● **Task statement**
Replace every instance of "mark its location" with "give its position" in the material below, and reproduce everything else without change.
— begin Input —
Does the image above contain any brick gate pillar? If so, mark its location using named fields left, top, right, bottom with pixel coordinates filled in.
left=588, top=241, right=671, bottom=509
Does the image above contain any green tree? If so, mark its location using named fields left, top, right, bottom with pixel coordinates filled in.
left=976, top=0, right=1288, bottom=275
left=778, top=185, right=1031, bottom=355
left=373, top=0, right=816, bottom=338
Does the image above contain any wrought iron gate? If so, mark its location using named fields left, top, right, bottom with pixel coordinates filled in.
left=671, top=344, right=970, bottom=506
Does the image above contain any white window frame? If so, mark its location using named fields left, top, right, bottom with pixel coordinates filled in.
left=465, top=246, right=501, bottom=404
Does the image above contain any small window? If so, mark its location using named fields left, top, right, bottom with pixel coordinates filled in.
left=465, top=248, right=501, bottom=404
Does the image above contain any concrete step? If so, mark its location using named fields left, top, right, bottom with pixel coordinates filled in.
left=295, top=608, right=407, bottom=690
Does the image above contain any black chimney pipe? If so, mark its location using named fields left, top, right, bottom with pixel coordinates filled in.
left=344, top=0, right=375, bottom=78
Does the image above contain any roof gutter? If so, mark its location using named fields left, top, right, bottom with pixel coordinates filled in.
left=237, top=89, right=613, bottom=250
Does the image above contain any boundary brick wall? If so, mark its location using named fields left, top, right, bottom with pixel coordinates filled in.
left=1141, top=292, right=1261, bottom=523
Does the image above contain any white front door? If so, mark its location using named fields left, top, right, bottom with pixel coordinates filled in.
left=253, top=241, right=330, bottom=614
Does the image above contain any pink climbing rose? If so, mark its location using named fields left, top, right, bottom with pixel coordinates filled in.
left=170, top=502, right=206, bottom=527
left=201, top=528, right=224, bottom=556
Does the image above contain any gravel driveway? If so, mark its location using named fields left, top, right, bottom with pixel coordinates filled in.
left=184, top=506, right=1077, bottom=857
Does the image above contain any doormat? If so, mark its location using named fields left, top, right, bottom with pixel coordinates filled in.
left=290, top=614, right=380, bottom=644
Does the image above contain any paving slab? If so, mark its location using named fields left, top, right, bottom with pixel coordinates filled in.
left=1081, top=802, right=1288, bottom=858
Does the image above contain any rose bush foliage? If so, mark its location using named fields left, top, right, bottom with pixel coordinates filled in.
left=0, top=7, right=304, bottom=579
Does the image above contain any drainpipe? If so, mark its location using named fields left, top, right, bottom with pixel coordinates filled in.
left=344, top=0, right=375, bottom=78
— end Input —
● **Result for this exercise**
Does the image above contain any brick gate pillar? If so, give its position using named fields left, top, right, bottom with pixel coordinates filled in.
left=588, top=241, right=671, bottom=509
Does the image above contain any green tree? If so, give its position using named fields left, top, right, bottom with pixel coordinates filled in.
left=976, top=0, right=1288, bottom=275
left=778, top=185, right=1031, bottom=355
left=373, top=0, right=816, bottom=338
Does the image above contain any wrought iron gate? If so, give its position using named fields left, top, right, bottom with pixel coordinates filled in.
left=671, top=344, right=970, bottom=506
Does the image above contain any white window frame? If so, give its position using named fields left, top, right, bottom with pixel coordinates filled in.
left=465, top=246, right=501, bottom=404
Does the image above contain any small window? If so, give its position using named fields left, top, right, bottom with pixel coordinates filled in.
left=465, top=248, right=501, bottom=404
Does the image above contain any concrete step? If so, give its position using named fields left, top, right, bottom with pixel coordinates filled in.
left=295, top=608, right=407, bottom=690
Does the image above contain any black chimney pipe? If so, give its position using named fields left, top, right, bottom with pixel coordinates filled in.
left=344, top=0, right=375, bottom=78
Does the image above contain any roof gutter? If so, give its position using named fields left, top, right, bottom with pixel coordinates filled in.
left=237, top=89, right=613, bottom=250
Does the image above contain any boundary brick wall? If so, give its position using named fields left, top, right, bottom with pixel coordinates filled in.
left=1141, top=292, right=1261, bottom=523
Does the image above contain any white front door? If so, give its position using named fields left, top, right, bottom with pixel coordinates filled in.
left=253, top=241, right=330, bottom=614
Does the image above contain any pink climbing rose? If so, give its position using named fields left, top, right, bottom with pixel coordinates filled in.
left=170, top=502, right=206, bottom=527
left=201, top=528, right=224, bottom=556
Does the image above contain any gravel driveway? If so, give its position using named fields left, top, right, bottom with pixel coordinates filled in.
left=184, top=506, right=1077, bottom=857
Does the image above contain any doormat? If so, give its position using named fields left, top, right, bottom with pixel coordinates filled in.
left=290, top=614, right=380, bottom=644
Does the image above contain any paving slab? If so, give its position using named fields left, top, right, bottom with pixel coordinates filled in.
left=1081, top=802, right=1288, bottom=858
Does the image above contain any rose bush foliage? If so, give its position using named fields left, top, right, bottom with pixel coordinates filled in.
left=0, top=7, right=304, bottom=579
Does the image above contain any drainpipe? If so, give its position using named fields left, top, right, bottom with pixel coordinates filled in.
left=344, top=0, right=375, bottom=78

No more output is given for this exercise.